→ Task details: Count the lines in the records below that contain the string "trace", and reply with the number only.
═════ Given entries
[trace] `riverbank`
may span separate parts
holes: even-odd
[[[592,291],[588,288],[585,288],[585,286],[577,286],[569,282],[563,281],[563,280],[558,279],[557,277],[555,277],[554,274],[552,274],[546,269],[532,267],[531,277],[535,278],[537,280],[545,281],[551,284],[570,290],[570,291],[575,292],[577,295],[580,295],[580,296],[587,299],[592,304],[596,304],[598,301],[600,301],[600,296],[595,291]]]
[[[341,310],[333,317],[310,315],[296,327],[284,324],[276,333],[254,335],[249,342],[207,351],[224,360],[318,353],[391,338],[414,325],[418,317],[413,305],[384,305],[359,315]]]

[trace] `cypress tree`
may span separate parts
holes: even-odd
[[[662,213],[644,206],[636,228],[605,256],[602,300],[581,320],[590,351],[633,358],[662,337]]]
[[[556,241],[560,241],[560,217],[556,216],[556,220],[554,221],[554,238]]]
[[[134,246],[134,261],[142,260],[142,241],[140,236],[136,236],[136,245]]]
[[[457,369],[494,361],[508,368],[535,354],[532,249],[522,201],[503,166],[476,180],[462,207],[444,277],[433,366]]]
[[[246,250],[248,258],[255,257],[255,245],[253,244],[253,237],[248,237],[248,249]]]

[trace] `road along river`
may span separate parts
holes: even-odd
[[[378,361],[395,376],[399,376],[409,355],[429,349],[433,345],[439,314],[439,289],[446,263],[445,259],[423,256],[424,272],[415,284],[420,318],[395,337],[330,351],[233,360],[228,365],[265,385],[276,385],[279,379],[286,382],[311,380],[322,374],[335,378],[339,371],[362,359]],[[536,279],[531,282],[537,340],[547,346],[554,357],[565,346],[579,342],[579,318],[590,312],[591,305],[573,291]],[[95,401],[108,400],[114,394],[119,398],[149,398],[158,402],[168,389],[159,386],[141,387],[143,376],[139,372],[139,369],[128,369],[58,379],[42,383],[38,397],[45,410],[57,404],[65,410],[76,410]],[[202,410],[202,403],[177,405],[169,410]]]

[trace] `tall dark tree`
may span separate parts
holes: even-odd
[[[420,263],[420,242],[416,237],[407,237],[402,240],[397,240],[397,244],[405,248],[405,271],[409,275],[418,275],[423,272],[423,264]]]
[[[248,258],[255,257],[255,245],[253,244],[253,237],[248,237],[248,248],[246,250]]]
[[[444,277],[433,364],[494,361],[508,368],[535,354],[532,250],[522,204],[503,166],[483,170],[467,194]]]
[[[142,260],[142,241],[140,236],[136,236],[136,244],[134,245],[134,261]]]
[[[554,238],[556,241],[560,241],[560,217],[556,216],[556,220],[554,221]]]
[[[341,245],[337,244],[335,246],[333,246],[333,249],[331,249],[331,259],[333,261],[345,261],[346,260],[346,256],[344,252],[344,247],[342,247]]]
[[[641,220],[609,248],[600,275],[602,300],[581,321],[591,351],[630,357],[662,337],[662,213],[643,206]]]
══════════
═════ Given entries
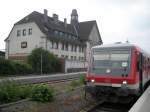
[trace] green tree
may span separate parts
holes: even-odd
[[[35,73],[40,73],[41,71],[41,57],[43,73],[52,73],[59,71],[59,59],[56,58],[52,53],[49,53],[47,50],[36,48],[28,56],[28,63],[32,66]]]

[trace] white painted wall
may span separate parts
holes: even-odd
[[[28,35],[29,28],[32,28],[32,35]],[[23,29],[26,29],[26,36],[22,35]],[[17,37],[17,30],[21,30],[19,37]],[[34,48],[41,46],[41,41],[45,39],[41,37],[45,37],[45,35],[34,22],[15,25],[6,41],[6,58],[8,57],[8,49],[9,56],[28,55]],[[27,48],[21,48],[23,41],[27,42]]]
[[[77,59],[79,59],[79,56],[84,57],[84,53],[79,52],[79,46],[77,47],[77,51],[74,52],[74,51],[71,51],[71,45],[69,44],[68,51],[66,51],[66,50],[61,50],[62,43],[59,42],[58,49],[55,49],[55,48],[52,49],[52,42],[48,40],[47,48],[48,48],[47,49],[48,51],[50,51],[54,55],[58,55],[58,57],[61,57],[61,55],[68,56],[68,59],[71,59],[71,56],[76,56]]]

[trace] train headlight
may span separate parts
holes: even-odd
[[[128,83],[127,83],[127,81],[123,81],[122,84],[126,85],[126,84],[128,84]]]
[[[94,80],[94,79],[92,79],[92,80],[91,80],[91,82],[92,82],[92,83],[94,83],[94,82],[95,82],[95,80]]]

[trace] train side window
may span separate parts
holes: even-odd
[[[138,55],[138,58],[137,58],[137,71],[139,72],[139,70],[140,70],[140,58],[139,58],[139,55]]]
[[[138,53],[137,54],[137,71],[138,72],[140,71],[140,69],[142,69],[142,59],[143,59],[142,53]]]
══════════
═════ Given entries
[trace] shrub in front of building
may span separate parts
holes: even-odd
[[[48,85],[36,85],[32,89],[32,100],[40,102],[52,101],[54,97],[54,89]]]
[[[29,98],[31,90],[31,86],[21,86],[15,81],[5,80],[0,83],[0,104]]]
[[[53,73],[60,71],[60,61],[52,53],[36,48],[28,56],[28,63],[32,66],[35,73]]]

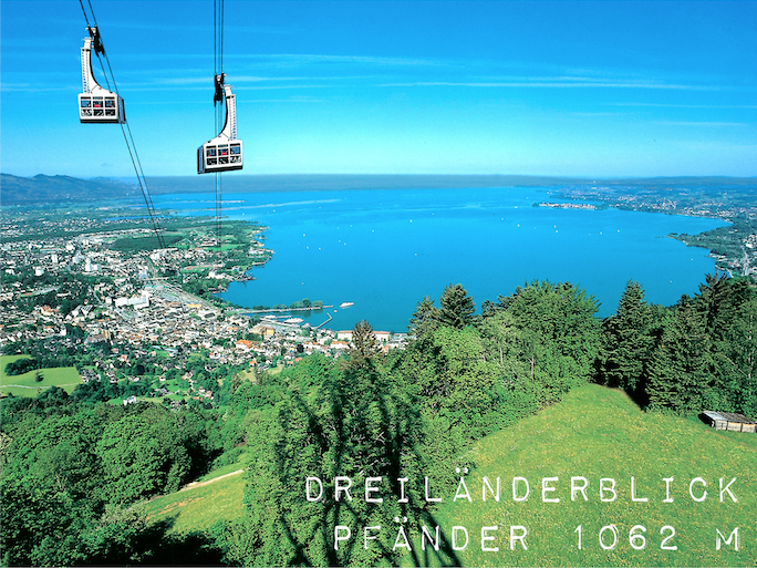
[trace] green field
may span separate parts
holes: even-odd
══════════
→ Task result: 10